> [WHAT THE EXERCISE ASKS]: Please repeat the lines below, from the one containing "Shelf-audit tool: tag the pale green" through the last line, inclusive, replacing "innermost" with "centermost" and leaving everything else unchanged.

> [RECORDS PROVIDED]:

--- BEGIN ---

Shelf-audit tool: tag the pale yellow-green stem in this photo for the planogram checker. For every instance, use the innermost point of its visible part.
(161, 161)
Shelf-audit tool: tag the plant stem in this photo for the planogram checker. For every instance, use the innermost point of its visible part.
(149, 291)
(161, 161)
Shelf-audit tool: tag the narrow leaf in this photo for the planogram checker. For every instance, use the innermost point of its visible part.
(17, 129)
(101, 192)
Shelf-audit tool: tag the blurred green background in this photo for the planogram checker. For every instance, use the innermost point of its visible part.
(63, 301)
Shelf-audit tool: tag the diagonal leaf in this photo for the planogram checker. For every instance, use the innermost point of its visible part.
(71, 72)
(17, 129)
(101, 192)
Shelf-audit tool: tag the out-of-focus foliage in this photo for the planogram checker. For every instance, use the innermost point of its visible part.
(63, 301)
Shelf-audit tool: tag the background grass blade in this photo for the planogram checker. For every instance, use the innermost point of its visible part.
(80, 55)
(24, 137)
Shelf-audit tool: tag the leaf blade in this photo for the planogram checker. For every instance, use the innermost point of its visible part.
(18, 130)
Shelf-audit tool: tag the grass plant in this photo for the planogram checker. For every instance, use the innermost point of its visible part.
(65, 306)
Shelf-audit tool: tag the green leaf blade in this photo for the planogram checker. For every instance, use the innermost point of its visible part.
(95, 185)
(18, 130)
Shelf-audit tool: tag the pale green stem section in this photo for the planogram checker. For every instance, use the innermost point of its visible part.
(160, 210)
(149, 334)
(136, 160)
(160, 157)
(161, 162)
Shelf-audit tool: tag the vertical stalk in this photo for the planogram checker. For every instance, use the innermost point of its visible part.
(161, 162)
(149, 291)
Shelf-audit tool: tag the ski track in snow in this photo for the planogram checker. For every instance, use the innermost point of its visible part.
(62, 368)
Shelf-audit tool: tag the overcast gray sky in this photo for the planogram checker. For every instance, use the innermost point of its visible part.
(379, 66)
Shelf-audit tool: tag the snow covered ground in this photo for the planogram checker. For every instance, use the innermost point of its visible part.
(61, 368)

--- END ---

> [EXPECTED ANSWER]:
Shelf-audit tool: tag the pale green stem section in this photo for the planogram checker. For every instance, use the centermost point of its visible part.
(160, 210)
(149, 334)
(136, 160)
(160, 157)
(161, 162)
Shelf-audit tool: tag the vertical stalk in this photo for the planogram checker. For every instance, use the centermost point of its visible part.
(161, 162)
(149, 291)
Shelf-audit tool: tag the ski track in snow in this photo for the planogram checker. For every instance, use the centermost point of its visible part.
(62, 368)
Shelf-audit tool: tag the overcast gray sky in this photo for the planogram checker. For every instance, use the centermost point of its visible part.
(379, 66)
Shelf-audit tool: tag the snow covered ground in this photo for the planogram checker. For every instance, use the centermost point of its visible part.
(61, 368)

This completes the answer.